_Task goal_:
I'd like every entry transcribed word for word, with no pictures.

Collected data
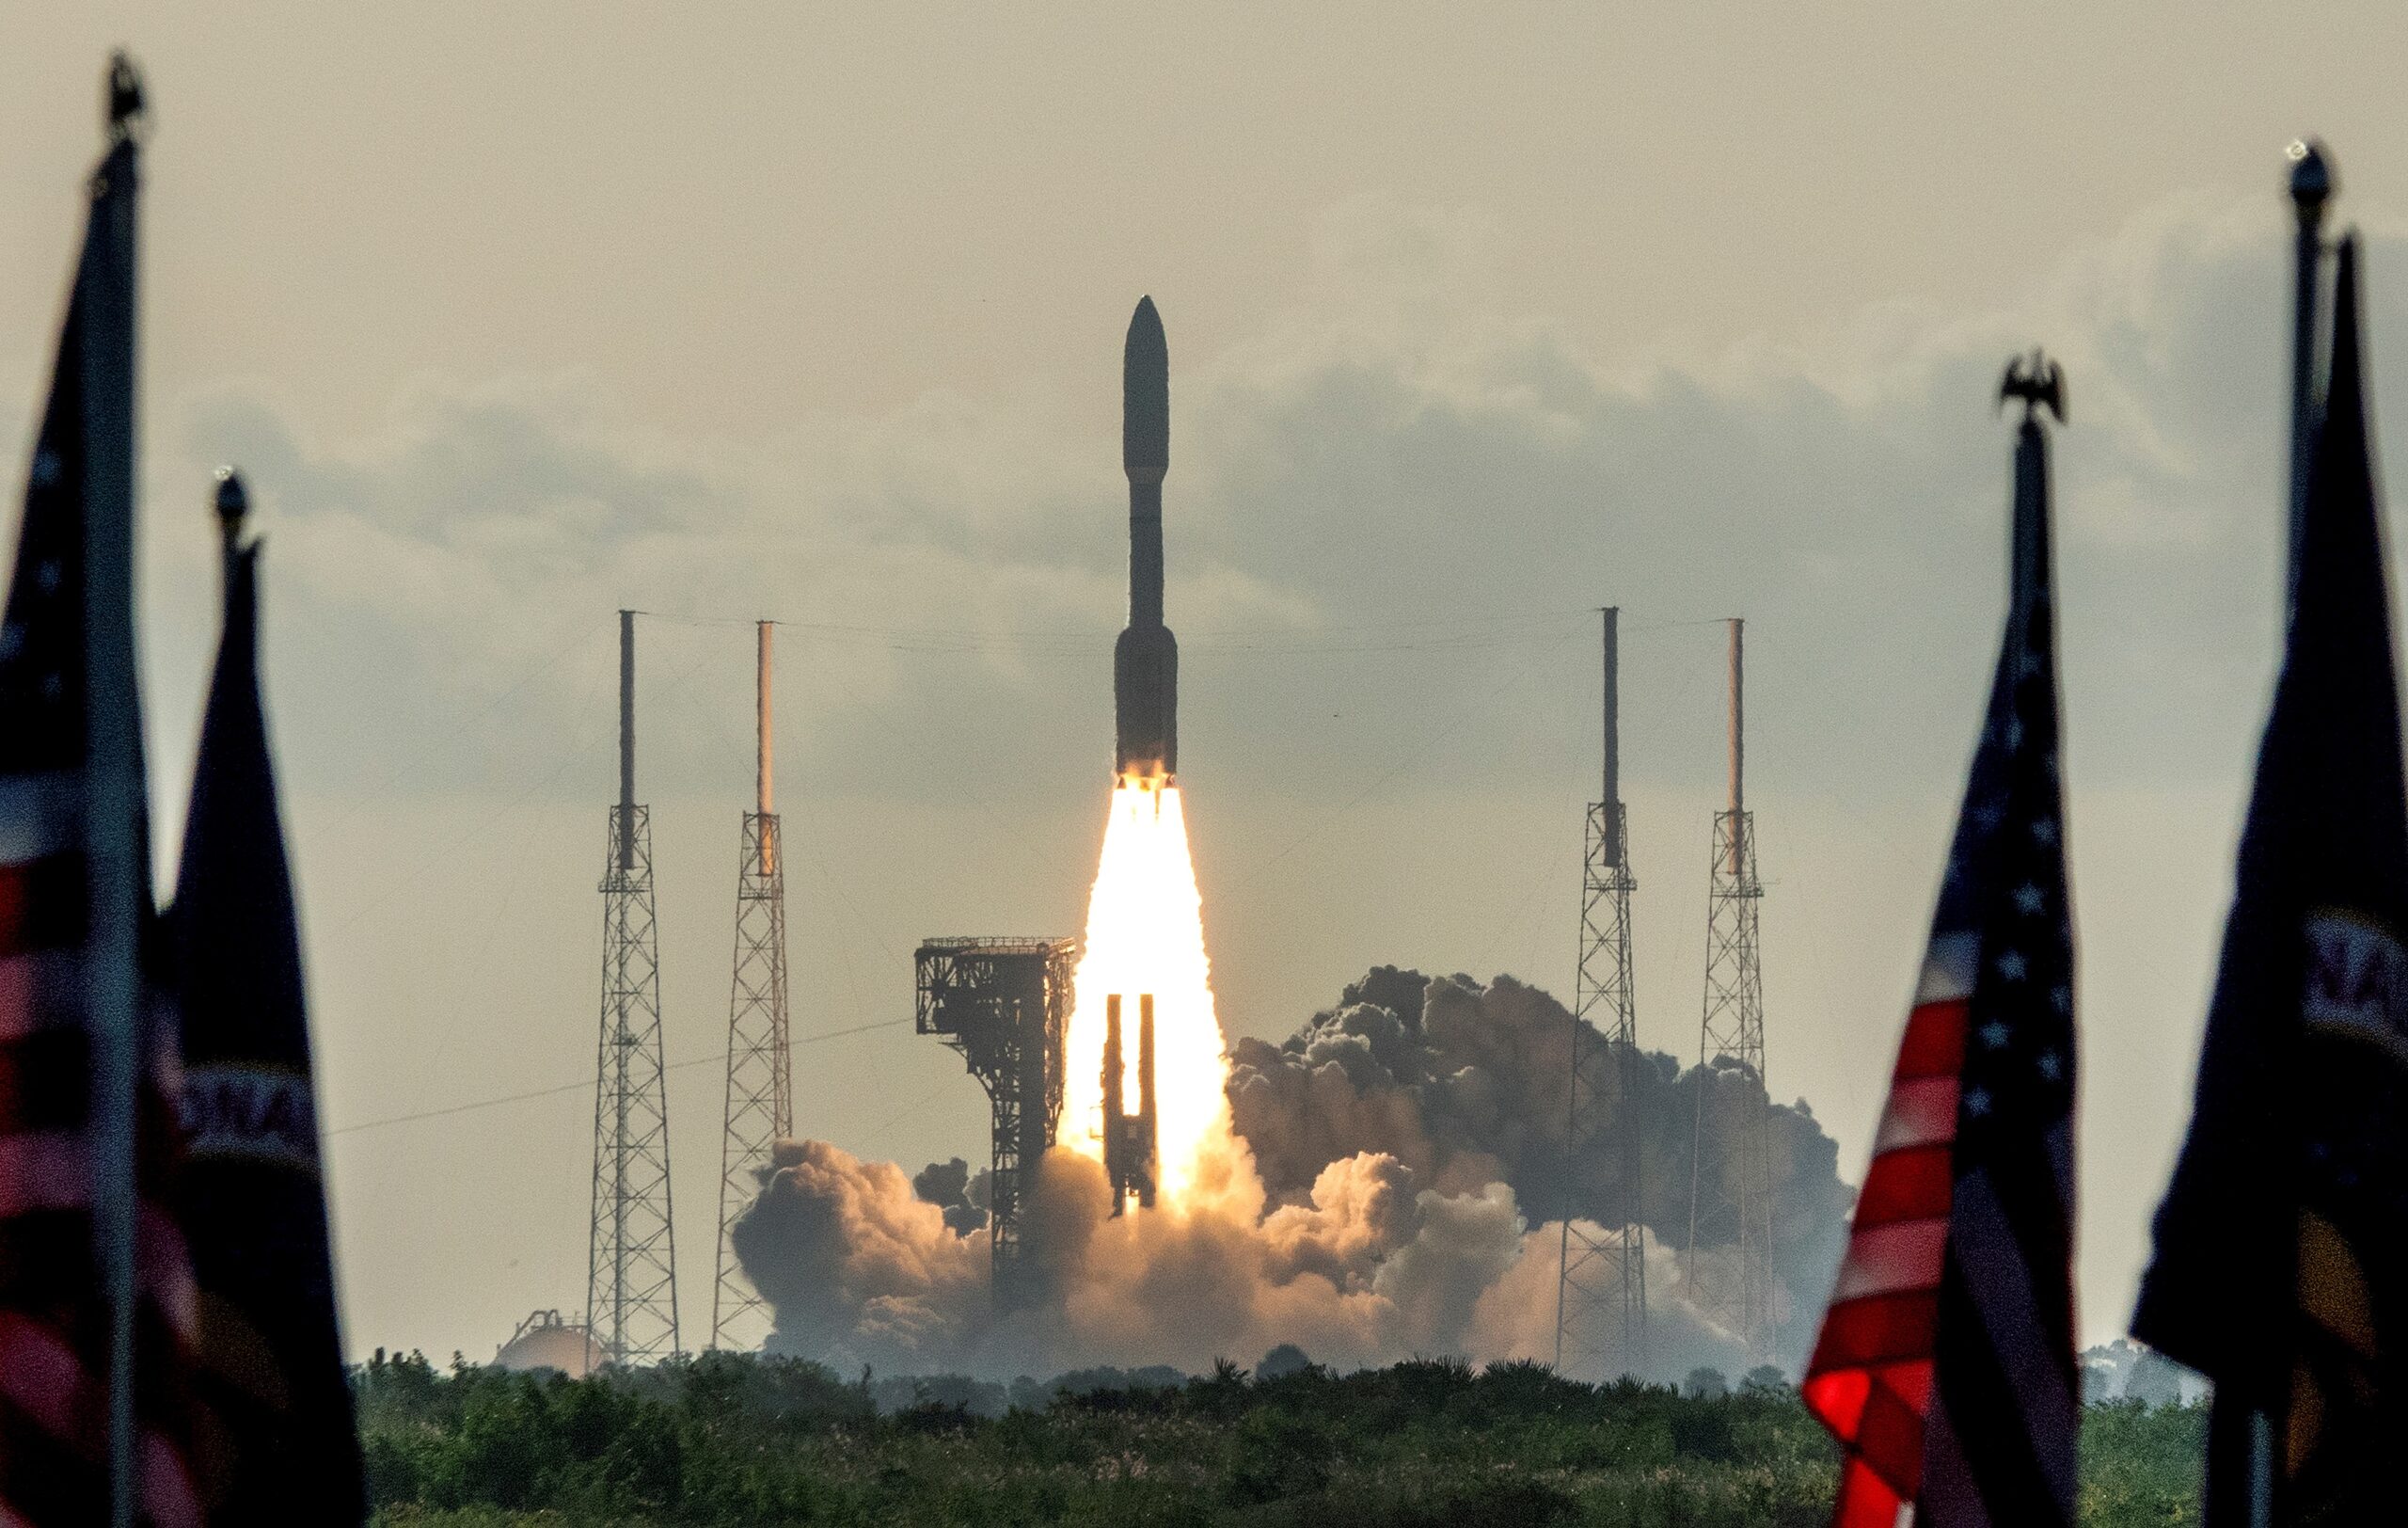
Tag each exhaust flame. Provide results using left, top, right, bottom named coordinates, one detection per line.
left=1057, top=774, right=1232, bottom=1207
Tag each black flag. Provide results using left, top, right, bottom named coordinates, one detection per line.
left=2133, top=237, right=2408, bottom=1520
left=170, top=474, right=364, bottom=1522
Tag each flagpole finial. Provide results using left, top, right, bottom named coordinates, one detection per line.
left=1999, top=349, right=2067, bottom=425
left=104, top=53, right=146, bottom=145
left=2289, top=138, right=2335, bottom=210
left=214, top=468, right=248, bottom=551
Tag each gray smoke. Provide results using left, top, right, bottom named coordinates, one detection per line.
left=733, top=968, right=1854, bottom=1378
left=1228, top=967, right=1851, bottom=1361
left=912, top=1156, right=991, bottom=1236
left=734, top=1134, right=1532, bottom=1378
left=730, top=1139, right=985, bottom=1369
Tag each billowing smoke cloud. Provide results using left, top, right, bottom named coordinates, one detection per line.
left=911, top=1156, right=990, bottom=1237
left=735, top=1136, right=1531, bottom=1377
left=730, top=1140, right=985, bottom=1366
left=734, top=968, right=1855, bottom=1380
left=1228, top=967, right=1853, bottom=1356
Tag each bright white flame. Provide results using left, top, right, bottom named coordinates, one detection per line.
left=1056, top=775, right=1231, bottom=1206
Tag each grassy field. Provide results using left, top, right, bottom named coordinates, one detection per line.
left=358, top=1350, right=2204, bottom=1527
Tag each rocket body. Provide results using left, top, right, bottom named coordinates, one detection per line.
left=1115, top=296, right=1179, bottom=780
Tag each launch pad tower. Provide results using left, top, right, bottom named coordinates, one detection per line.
left=587, top=611, right=681, bottom=1365
left=914, top=937, right=1075, bottom=1308
left=712, top=621, right=792, bottom=1351
left=1685, top=617, right=1776, bottom=1361
left=1555, top=606, right=1648, bottom=1378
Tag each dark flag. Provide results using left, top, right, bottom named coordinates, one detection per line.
left=0, top=58, right=201, bottom=1527
left=2133, top=238, right=2408, bottom=1521
left=169, top=473, right=364, bottom=1522
left=1804, top=354, right=2079, bottom=1527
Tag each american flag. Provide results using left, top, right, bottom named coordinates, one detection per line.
left=1803, top=373, right=2079, bottom=1528
left=0, top=80, right=200, bottom=1527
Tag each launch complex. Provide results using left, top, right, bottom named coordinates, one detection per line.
left=577, top=294, right=1776, bottom=1376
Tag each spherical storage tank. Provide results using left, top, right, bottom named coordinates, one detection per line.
left=492, top=1309, right=604, bottom=1377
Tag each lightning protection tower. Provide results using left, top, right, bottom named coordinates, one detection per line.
left=1685, top=617, right=1775, bottom=1361
left=713, top=621, right=792, bottom=1350
left=1556, top=606, right=1648, bottom=1378
left=587, top=610, right=680, bottom=1365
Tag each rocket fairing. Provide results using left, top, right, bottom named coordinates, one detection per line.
left=1115, top=296, right=1179, bottom=780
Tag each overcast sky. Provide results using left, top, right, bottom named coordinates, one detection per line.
left=8, top=5, right=2408, bottom=1363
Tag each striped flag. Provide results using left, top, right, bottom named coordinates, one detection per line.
left=0, top=64, right=200, bottom=1526
left=1803, top=362, right=2079, bottom=1527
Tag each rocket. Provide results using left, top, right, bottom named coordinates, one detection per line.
left=1115, top=296, right=1178, bottom=781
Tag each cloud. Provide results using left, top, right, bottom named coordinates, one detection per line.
left=170, top=188, right=2382, bottom=823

_Solution_:
Tag each exhaust flame. Provide results using left, top, right, bottom named coordinates, one detection per line.
left=1057, top=774, right=1232, bottom=1207
Tag each black flag. Provide results using left, top, right, bottom named coordinates, one detection per line.
left=2133, top=237, right=2408, bottom=1520
left=170, top=474, right=364, bottom=1522
Tag each flagpole finial. Provide results using left, top, right, bottom named coordinates, one detection per line.
left=1999, top=349, right=2067, bottom=425
left=104, top=53, right=146, bottom=145
left=2289, top=138, right=2335, bottom=210
left=214, top=468, right=248, bottom=551
Tag each gray smoke. Provide results using left, top, right, bottom named coordinates, one detection per line.
left=733, top=968, right=1854, bottom=1378
left=1228, top=967, right=1851, bottom=1361
left=912, top=1156, right=991, bottom=1236
left=734, top=1134, right=1532, bottom=1378
left=730, top=1139, right=985, bottom=1369
Tag each billowing smoke cloud. Provide results using left, top, right, bottom named coordinates, one detection per line.
left=911, top=1156, right=990, bottom=1237
left=735, top=1136, right=1531, bottom=1377
left=730, top=1140, right=985, bottom=1366
left=734, top=968, right=1855, bottom=1380
left=1228, top=967, right=1853, bottom=1356
Tag each bright white flame. Provide results using left, top, right, bottom named coordinates, one detection per line.
left=1056, top=775, right=1231, bottom=1206
Tag each grassy field. Provide results using left, top, right, bottom named coordinates, one detection per line.
left=358, top=1350, right=2204, bottom=1527
Tag each rocket body. Provide results using left, top, right, bottom named coordinates, one detection per line.
left=1115, top=296, right=1179, bottom=780
Tag each launch pad tower. Provide results using left, top, right, bottom named coordinates, one detection per line.
left=587, top=611, right=681, bottom=1365
left=914, top=937, right=1075, bottom=1308
left=712, top=621, right=792, bottom=1351
left=1685, top=617, right=1776, bottom=1361
left=1555, top=606, right=1648, bottom=1378
Tag each dark flag. Provide results using left, top, right, bottom named coordinates, one detection per line.
left=0, top=58, right=201, bottom=1527
left=2133, top=238, right=2408, bottom=1521
left=169, top=473, right=364, bottom=1522
left=1804, top=354, right=2079, bottom=1527
Tag each american flag. Provide results using left, top, right, bottom named coordinates, one detection per line.
left=1803, top=373, right=2079, bottom=1528
left=0, top=80, right=200, bottom=1527
Tag each launch complex. Provide results using left, top, right, bottom named coordinates, one detection per line.
left=577, top=294, right=1776, bottom=1376
Tag each spherical storage tank. Provide results using left, top, right, bottom named coordinates, one detection per line.
left=492, top=1309, right=604, bottom=1377
Tag each lightning protection tower. Provide results using left, top, right, bottom named coordinates, one detection per line.
left=1685, top=617, right=1775, bottom=1361
left=713, top=621, right=792, bottom=1350
left=1556, top=606, right=1648, bottom=1378
left=587, top=610, right=680, bottom=1365
Tag each rocket fairing. Provide results using left, top, right, bottom named coordinates, one detection per line.
left=1115, top=296, right=1179, bottom=780
Tag each overcast sky. Provide results using left, top, right, bottom named coordinates, one detection per line.
left=8, top=5, right=2408, bottom=1363
Tag each striped flag. Provide results using left, top, right, bottom named coordinates, one detection per line.
left=0, top=64, right=200, bottom=1526
left=1803, top=362, right=2079, bottom=1527
Tag each rocket. Provide results using left, top, right, bottom named coordinates, one detection per line.
left=1115, top=296, right=1178, bottom=781
Tag each cloud. Provide results using left, top, right, bottom named coordinates, one detection per line.
left=170, top=188, right=2382, bottom=823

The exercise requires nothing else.